━━━ EXCERPT

Design and construction
- Architect: Arquitectonica Heller Manus Architects
- Developer: Tishman Speyer
- Structural engineer: Magnusson Klemencic Associates
- Main contractor: Lendlease

Other information
- Number of units: 655

References

= LUMINA =

LUMINA, also known as 201 Folsom Street, is a 655-unit residential condominium project in the Rincon Hill neighborhood of San Francisco. Developed by Tishman Speyer, it is located one block to the southwest of its sister project, The Infinity.

==History==

The project was originally approved in September 2003 concurrently with its sister project, The Infinity. Tishman Speyer developed The Infinity first, completing it in 2009. Meanwhile, 201 Folsom Street was left unbuilt, and with its permits set to expire, Tishman Speyer was granted a three-year extension in 2009. After being redesigned by Arquitectonica, another 12-month extension was granted in 2012.

━━━━━━

Reproduce the LUMINA excerpt above word for word, from its first line to its last.

━━━ DATA SUPPLIED

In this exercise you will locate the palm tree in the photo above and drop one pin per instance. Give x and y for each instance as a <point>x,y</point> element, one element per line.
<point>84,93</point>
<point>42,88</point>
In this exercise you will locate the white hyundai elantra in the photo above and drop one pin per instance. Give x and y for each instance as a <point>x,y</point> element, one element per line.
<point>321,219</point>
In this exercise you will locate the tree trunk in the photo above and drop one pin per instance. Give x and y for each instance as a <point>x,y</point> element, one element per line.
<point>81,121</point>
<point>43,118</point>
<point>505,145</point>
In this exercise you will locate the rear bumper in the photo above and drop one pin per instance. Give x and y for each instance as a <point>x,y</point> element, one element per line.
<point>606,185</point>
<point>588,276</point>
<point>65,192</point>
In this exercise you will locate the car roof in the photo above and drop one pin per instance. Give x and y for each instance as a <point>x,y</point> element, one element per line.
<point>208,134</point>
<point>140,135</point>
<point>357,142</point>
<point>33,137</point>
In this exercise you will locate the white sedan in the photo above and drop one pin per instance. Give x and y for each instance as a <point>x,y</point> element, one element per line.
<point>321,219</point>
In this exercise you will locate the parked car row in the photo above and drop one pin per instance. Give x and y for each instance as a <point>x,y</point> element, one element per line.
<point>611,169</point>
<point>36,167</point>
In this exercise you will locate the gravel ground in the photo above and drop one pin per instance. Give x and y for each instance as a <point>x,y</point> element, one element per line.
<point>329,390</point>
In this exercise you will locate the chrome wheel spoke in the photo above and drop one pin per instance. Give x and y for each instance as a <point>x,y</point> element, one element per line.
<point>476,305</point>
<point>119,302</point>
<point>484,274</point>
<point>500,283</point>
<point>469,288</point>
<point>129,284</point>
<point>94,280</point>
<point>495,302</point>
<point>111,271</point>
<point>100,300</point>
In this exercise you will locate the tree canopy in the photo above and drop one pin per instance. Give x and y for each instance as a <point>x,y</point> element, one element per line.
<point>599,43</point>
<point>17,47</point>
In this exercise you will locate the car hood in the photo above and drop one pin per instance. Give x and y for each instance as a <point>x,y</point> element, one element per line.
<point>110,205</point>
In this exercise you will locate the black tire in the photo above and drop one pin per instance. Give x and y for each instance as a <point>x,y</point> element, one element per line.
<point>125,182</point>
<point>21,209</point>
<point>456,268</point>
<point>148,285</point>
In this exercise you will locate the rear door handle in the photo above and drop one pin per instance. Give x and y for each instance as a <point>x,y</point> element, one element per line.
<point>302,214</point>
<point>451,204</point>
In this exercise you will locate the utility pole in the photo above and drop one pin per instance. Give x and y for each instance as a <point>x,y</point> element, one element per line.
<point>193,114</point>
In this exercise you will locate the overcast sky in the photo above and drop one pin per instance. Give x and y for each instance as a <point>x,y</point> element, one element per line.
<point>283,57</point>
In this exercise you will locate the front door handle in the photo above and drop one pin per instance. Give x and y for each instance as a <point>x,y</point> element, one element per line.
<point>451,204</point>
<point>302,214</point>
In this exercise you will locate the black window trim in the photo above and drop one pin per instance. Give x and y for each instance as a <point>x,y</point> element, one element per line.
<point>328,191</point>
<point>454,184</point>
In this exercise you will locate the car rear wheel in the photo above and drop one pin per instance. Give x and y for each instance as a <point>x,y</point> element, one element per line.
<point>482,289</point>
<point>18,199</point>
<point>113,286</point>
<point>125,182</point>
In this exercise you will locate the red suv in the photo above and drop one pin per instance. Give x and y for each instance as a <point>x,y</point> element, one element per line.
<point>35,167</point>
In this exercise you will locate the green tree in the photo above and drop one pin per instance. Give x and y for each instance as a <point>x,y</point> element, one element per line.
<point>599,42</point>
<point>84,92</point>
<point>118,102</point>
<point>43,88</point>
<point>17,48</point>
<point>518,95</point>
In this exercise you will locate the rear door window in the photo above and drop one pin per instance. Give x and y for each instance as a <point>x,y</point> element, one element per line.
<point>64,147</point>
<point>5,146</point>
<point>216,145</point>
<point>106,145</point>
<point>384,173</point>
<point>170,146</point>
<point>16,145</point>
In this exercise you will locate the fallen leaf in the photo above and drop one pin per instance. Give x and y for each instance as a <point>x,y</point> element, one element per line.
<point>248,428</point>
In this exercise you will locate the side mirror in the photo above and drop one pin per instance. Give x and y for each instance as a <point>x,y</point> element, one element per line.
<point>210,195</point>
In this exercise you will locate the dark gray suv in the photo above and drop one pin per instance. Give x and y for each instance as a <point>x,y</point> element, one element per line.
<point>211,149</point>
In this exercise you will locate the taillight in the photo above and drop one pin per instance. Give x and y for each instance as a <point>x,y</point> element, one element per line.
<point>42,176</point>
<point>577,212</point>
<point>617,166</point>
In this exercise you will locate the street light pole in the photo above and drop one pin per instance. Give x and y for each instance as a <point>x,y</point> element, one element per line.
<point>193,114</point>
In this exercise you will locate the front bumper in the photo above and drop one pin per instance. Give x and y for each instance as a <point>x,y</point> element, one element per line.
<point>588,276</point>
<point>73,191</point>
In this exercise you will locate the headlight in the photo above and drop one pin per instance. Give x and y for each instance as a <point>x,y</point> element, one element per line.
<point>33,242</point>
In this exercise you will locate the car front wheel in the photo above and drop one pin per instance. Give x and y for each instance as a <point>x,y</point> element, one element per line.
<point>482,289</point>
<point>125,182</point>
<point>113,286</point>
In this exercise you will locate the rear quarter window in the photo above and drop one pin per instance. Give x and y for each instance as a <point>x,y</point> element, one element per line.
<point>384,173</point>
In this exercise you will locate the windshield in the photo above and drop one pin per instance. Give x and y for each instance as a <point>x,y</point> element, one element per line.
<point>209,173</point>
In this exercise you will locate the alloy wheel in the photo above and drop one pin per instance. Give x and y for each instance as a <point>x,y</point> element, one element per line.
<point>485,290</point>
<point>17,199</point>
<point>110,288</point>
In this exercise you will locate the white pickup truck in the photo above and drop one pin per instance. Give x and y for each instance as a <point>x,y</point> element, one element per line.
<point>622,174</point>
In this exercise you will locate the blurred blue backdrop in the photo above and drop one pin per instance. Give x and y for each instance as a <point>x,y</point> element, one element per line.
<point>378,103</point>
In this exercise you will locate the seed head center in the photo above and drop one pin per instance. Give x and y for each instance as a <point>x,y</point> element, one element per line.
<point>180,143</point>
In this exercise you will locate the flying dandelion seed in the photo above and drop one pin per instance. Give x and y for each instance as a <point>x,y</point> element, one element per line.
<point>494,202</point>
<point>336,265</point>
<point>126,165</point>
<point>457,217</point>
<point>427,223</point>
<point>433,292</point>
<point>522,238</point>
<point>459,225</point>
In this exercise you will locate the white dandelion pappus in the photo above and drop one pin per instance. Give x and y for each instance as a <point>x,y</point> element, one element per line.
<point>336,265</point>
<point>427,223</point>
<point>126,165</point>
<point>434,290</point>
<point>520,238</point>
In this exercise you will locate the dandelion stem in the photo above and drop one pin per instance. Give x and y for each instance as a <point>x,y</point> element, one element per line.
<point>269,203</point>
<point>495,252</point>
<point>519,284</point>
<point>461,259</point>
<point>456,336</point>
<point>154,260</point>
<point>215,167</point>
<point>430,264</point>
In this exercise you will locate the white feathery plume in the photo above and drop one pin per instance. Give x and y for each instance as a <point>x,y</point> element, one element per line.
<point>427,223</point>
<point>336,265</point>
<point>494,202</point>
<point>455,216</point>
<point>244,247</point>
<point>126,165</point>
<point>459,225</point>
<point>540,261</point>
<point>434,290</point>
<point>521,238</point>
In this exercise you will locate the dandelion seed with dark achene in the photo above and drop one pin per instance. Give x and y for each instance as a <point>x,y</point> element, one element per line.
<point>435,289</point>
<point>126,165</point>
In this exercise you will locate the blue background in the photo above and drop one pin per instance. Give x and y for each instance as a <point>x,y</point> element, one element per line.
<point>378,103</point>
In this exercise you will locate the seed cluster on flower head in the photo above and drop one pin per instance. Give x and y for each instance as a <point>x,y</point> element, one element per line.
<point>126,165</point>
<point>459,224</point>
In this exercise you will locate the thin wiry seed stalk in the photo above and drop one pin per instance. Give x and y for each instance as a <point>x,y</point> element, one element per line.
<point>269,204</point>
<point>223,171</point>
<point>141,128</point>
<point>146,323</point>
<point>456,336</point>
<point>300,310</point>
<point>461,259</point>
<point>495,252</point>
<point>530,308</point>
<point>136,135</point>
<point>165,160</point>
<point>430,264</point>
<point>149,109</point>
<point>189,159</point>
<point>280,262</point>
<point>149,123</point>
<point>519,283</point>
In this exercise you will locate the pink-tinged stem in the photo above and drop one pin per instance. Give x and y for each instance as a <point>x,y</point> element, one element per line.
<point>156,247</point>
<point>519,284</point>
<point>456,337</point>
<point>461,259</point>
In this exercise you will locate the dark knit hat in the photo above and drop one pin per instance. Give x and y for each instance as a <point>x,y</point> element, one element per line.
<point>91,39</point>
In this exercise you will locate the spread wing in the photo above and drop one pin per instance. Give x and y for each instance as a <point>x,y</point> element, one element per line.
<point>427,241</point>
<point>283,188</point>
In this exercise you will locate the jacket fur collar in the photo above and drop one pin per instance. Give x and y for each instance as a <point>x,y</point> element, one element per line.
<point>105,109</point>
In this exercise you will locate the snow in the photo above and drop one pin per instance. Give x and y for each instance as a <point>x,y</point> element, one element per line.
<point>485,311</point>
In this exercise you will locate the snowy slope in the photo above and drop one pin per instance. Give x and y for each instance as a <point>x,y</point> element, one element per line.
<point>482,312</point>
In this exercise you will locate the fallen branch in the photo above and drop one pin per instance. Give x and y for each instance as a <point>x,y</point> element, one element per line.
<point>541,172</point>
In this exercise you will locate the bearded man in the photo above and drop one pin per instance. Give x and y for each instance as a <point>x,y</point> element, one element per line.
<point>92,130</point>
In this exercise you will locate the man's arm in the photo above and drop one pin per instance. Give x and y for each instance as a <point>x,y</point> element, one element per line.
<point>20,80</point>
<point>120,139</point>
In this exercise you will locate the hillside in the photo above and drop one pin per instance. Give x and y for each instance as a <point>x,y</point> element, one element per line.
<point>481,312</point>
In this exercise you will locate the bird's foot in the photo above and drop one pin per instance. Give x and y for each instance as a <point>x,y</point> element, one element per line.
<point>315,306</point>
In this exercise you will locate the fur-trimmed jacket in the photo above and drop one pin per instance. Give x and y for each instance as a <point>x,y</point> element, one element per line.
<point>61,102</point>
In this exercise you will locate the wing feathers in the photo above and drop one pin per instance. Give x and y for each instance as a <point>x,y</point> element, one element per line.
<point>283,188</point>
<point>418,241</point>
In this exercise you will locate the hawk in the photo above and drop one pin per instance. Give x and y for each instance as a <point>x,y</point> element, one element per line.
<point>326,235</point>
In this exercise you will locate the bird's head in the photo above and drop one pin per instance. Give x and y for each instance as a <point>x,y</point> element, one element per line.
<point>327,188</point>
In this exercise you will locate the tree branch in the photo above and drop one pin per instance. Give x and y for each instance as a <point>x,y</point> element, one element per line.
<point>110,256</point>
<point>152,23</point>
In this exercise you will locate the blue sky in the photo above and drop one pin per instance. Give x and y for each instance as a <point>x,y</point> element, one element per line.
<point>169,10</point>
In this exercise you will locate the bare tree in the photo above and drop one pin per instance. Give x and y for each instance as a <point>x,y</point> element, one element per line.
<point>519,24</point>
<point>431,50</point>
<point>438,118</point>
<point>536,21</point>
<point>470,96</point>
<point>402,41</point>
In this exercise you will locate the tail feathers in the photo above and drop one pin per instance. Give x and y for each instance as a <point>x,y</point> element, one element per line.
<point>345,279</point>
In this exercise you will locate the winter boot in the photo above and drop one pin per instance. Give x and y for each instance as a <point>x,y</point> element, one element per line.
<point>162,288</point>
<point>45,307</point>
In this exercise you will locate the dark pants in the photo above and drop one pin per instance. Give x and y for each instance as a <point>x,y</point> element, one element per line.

━━━━━━

EXPECTED ANSWER:
Design and construction
- Architect: Arquitectonica Heller Manus Architects
- Developer: Tishman Speyer
- Structural engineer: Magnusson Klemencic Associates
- Main contractor: Lendlease

Other information
- Number of units: 655

References

= LUMINA =

LUMINA, also known as 201 Folsom Street, is a 655-unit residential condominium project in the Rincon Hill neighborhood of San Francisco. Developed by Tishman Speyer, it is located one block to the southwest of its sister project, The Infinity.

==History==

The project was originally approved in September 2003 concurrently with its sister project, The Infinity. Tishman Speyer developed The Infinity first, completing it in 2009. Meanwhile, 201 Folsom Street was left unbuilt, and with its permits set to expire, Tishman Speyer was granted a three-year extension in 2009. After being redesigned by Arquitectonica, another 12-month extension was granted in 2012.